Set problem =
Quote word for word the entries from the line that contains "[indicate] the pile" through the final line of the entries, inclusive.

Items =
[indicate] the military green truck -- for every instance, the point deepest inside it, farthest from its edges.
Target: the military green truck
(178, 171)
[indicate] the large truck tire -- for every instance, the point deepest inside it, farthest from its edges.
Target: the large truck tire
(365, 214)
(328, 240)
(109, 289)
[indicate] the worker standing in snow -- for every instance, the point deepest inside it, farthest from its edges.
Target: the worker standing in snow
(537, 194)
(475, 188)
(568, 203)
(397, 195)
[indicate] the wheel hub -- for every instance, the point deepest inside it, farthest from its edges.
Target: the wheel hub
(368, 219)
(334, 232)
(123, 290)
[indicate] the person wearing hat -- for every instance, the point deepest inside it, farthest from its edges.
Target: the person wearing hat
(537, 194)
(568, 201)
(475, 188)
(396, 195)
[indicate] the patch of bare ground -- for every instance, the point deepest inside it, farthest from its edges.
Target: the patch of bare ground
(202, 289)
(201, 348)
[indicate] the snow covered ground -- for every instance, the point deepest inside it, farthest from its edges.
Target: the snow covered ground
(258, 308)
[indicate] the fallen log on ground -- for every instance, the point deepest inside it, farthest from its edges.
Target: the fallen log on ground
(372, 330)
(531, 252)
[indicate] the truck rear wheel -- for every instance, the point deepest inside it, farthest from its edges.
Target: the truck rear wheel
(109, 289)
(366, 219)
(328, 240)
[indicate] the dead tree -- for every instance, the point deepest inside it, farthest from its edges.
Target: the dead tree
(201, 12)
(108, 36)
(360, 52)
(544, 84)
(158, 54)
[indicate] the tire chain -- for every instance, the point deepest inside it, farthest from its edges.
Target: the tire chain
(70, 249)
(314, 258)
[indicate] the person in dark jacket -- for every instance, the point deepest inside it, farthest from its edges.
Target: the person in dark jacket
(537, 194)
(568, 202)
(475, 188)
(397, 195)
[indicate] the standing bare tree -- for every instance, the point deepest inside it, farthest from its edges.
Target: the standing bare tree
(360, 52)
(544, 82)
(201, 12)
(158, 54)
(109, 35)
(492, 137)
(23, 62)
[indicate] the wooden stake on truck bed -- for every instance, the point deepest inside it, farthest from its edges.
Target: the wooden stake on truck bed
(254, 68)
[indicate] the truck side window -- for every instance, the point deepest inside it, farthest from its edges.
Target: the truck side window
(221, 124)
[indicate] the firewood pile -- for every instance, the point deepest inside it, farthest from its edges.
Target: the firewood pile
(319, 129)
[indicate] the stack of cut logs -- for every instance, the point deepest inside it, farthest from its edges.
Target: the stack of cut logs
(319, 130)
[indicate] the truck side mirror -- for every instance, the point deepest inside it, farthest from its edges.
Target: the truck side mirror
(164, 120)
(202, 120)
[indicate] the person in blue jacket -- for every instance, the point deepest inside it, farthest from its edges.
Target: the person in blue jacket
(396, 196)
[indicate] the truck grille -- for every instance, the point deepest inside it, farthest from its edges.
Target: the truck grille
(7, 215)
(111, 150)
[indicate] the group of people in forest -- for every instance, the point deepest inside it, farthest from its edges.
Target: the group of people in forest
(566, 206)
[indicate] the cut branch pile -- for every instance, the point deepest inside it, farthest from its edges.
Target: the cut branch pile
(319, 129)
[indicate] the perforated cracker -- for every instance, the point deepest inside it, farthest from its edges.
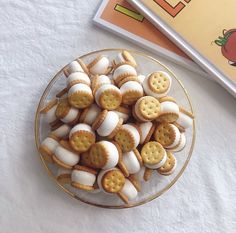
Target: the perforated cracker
(80, 99)
(158, 82)
(110, 99)
(131, 96)
(125, 139)
(98, 155)
(168, 165)
(127, 79)
(168, 117)
(63, 108)
(152, 153)
(165, 134)
(149, 108)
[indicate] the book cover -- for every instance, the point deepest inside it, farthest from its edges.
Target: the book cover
(205, 30)
(121, 18)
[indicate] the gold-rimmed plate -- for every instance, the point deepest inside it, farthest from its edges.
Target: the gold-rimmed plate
(158, 184)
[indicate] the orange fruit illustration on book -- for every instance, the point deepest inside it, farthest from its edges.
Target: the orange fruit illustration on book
(228, 45)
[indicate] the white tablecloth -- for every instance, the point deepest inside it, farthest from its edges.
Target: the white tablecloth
(37, 37)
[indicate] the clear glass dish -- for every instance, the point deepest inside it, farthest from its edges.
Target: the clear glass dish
(158, 184)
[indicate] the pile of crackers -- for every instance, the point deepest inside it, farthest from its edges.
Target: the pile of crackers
(112, 127)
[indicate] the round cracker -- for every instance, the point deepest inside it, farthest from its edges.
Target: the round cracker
(152, 153)
(165, 134)
(158, 82)
(149, 108)
(168, 165)
(98, 155)
(125, 139)
(110, 99)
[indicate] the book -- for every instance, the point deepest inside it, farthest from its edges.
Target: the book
(204, 30)
(121, 18)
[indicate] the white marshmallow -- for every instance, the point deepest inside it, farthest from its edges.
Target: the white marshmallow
(50, 115)
(134, 132)
(62, 131)
(113, 153)
(136, 110)
(83, 177)
(119, 59)
(100, 67)
(78, 76)
(100, 176)
(80, 127)
(124, 69)
(92, 114)
(148, 91)
(131, 85)
(80, 87)
(140, 174)
(122, 115)
(103, 88)
(109, 124)
(184, 120)
(131, 162)
(157, 165)
(145, 129)
(71, 115)
(129, 190)
(63, 171)
(181, 145)
(169, 106)
(50, 143)
(103, 79)
(66, 156)
(177, 137)
(74, 66)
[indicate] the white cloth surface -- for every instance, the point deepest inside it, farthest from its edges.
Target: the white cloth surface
(37, 38)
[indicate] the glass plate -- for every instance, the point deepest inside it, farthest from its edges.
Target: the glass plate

Solution to the problem =
[indicate] the pile of crackers -- for every instance, the point deepest inside it, farthest from its edges.
Target: the pile of crackers
(112, 127)
[indicate] the round cracker -- for every instance, the point deepest inside it, farthest from its edges.
Target: the round cracker
(152, 153)
(165, 134)
(158, 82)
(149, 108)
(168, 165)
(98, 155)
(125, 139)
(110, 99)
[indicate] the book -- for every instance, the point deepest inside it, farthest from its edges.
Target: the book
(204, 30)
(121, 18)
[indicate] the white marshmallow -- for every instance, the point deepest inside it, farthest from its edges.
Target: the white marshmallow
(50, 115)
(134, 132)
(62, 131)
(113, 153)
(136, 110)
(83, 177)
(119, 59)
(100, 67)
(78, 76)
(100, 176)
(80, 127)
(124, 69)
(92, 114)
(148, 91)
(131, 85)
(80, 87)
(140, 174)
(122, 115)
(103, 88)
(109, 124)
(184, 120)
(131, 162)
(157, 165)
(145, 129)
(71, 115)
(129, 190)
(63, 171)
(181, 145)
(169, 106)
(50, 143)
(103, 79)
(66, 156)
(177, 137)
(74, 66)
[indicate] the white cloth surface -- for every instance, the point deepest inside it, farthest from its edges.
Target: the white cloth surface
(37, 38)
[indicate] the glass plate -- for every instance, the point deepest inside it, farthest from its edges.
Target: the glass plate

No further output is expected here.